▶ Prompt
When the word "young" shows up in a line of the records below, copy that line.

(Region pointing data)
--

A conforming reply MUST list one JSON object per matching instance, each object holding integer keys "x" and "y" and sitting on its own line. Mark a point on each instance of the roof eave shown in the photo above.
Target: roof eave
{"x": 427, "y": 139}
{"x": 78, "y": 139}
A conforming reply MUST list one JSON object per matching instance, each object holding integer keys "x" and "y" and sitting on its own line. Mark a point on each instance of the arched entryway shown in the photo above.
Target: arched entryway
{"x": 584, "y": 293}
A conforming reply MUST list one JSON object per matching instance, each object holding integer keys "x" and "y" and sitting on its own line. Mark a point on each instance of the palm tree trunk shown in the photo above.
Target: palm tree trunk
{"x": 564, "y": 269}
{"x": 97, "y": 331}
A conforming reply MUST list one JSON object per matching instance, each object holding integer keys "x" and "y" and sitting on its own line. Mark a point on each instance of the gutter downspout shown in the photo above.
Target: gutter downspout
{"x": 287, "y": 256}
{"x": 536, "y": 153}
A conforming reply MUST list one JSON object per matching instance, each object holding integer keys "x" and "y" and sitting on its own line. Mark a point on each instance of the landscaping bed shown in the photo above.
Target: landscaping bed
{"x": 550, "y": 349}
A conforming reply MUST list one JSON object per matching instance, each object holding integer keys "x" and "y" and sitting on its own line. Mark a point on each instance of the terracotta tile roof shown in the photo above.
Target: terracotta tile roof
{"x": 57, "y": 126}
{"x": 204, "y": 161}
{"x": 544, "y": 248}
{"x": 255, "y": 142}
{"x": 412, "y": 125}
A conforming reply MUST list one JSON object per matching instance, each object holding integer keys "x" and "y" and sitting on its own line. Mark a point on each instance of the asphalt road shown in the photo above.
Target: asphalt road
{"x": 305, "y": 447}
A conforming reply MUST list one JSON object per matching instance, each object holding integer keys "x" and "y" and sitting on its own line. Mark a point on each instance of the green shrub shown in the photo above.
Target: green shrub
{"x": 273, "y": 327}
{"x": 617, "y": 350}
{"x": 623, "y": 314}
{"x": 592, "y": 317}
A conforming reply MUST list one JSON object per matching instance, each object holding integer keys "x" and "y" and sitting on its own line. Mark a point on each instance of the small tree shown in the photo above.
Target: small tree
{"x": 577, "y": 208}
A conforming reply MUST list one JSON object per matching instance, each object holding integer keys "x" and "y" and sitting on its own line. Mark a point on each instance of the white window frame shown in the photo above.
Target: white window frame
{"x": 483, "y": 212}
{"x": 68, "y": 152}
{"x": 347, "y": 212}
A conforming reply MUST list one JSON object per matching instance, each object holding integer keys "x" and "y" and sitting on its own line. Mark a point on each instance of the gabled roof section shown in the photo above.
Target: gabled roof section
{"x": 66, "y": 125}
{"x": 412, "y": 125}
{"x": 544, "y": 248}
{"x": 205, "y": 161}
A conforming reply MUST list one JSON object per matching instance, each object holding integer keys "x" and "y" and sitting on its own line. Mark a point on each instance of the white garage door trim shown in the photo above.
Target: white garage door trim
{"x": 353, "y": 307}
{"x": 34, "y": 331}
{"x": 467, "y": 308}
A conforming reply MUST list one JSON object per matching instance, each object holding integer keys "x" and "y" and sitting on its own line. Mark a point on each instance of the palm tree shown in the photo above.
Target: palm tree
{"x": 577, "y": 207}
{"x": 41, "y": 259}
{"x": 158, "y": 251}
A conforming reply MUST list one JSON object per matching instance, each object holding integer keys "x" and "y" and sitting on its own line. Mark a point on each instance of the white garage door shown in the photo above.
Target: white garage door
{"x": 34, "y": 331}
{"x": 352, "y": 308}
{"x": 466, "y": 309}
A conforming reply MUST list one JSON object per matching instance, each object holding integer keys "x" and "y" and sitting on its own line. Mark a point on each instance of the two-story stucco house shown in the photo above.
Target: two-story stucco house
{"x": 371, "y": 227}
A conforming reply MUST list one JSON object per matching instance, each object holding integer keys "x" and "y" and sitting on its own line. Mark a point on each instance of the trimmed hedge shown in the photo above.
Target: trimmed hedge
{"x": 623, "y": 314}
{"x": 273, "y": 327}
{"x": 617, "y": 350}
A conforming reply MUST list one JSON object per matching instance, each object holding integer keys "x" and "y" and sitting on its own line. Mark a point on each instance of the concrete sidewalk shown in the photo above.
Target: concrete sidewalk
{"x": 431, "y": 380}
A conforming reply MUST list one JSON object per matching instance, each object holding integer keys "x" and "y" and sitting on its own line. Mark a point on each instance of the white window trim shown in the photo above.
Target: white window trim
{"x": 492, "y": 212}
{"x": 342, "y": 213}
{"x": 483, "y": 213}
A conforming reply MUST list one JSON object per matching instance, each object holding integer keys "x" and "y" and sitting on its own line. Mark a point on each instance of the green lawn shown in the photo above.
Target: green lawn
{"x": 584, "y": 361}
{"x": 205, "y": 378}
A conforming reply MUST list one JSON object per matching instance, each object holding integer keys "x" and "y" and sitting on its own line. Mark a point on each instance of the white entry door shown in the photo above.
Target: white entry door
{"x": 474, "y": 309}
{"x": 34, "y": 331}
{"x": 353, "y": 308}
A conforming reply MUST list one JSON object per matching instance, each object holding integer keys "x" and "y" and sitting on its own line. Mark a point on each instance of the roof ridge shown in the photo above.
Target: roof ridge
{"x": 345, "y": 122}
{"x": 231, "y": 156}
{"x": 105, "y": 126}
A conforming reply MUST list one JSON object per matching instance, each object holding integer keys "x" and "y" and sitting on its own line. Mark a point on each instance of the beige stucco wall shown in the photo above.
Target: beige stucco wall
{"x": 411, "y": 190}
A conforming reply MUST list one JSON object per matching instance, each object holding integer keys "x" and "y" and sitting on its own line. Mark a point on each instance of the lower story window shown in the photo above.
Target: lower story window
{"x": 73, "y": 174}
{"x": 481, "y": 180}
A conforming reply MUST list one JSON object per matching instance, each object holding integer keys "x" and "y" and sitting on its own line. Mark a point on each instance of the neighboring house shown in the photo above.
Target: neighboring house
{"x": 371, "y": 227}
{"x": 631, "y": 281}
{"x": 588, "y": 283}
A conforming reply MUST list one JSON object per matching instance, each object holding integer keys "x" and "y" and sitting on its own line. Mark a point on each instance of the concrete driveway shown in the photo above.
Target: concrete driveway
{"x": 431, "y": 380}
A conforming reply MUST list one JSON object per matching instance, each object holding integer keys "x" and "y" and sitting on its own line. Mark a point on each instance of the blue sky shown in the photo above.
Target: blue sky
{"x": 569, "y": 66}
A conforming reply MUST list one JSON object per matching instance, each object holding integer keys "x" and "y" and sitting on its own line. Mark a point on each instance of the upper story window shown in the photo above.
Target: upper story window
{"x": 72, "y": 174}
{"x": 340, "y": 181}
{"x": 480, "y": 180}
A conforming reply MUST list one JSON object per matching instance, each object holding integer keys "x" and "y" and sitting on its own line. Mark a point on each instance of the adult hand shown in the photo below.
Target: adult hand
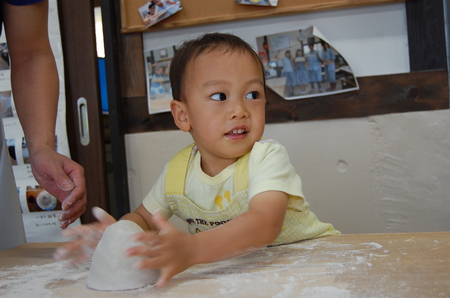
{"x": 64, "y": 179}
{"x": 86, "y": 238}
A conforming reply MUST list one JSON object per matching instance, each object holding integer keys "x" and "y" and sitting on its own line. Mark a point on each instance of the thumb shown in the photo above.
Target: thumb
{"x": 103, "y": 216}
{"x": 164, "y": 277}
{"x": 62, "y": 180}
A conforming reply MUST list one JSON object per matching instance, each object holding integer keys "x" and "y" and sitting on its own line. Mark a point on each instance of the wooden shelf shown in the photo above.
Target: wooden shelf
{"x": 201, "y": 12}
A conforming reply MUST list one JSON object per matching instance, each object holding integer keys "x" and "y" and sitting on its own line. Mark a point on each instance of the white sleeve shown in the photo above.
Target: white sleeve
{"x": 156, "y": 198}
{"x": 271, "y": 169}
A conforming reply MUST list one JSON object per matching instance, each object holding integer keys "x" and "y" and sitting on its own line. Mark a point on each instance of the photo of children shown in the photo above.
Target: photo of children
{"x": 301, "y": 63}
{"x": 157, "y": 10}
{"x": 4, "y": 56}
{"x": 258, "y": 2}
{"x": 158, "y": 84}
{"x": 6, "y": 104}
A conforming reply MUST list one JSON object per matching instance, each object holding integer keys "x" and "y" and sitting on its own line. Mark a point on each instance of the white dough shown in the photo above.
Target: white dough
{"x": 111, "y": 270}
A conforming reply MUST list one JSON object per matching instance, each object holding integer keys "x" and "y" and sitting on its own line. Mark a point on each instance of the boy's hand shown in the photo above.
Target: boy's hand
{"x": 86, "y": 238}
{"x": 170, "y": 249}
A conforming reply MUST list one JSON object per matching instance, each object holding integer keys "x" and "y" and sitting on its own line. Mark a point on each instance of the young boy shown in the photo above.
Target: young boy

--

▶ Task result
A conforming reply MUST list one JSON object per matching instance, each object holding integer keys "x" and "y" and sitting on its own line. Mark a point on each instance of the young boy shown in the photo above.
Target: young boy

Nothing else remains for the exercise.